§ **Your goal**: All records below are to be set down precisely as written, excluding pictures.

[Data excerpts]
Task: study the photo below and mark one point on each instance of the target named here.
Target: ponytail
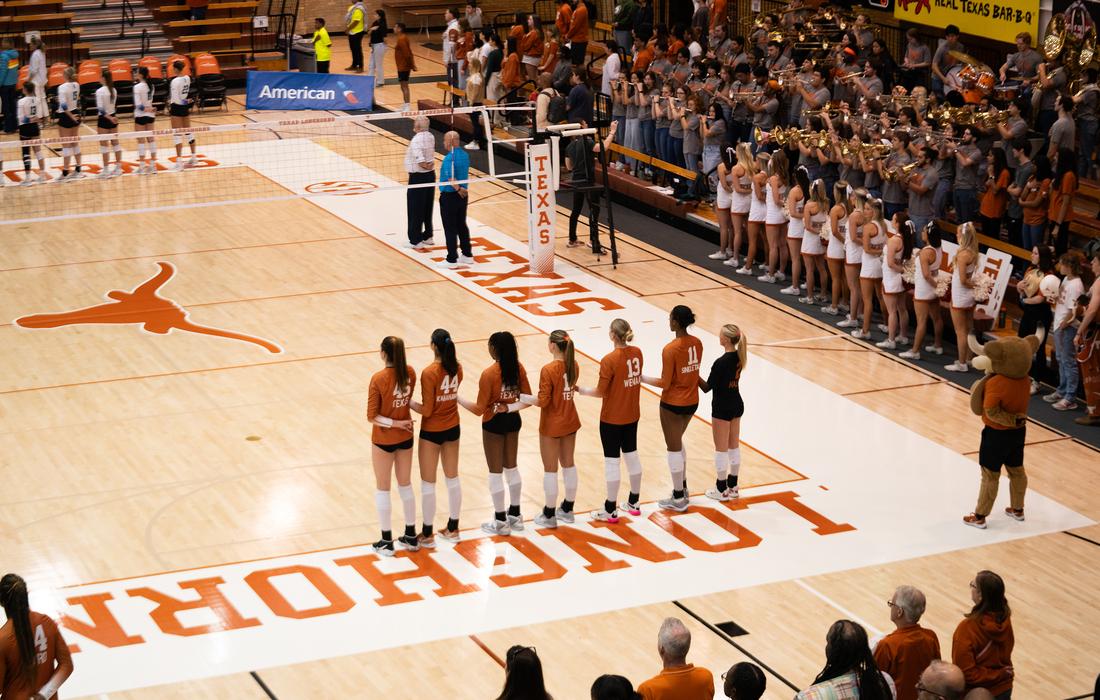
(394, 349)
(444, 346)
(17, 608)
(622, 330)
(740, 342)
(504, 349)
(563, 342)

§ **Answer box**:
Task: study the photo below and mark one point on each instance of the target named here.
Target: ponytail
(394, 349)
(444, 346)
(17, 608)
(622, 330)
(740, 342)
(504, 349)
(563, 342)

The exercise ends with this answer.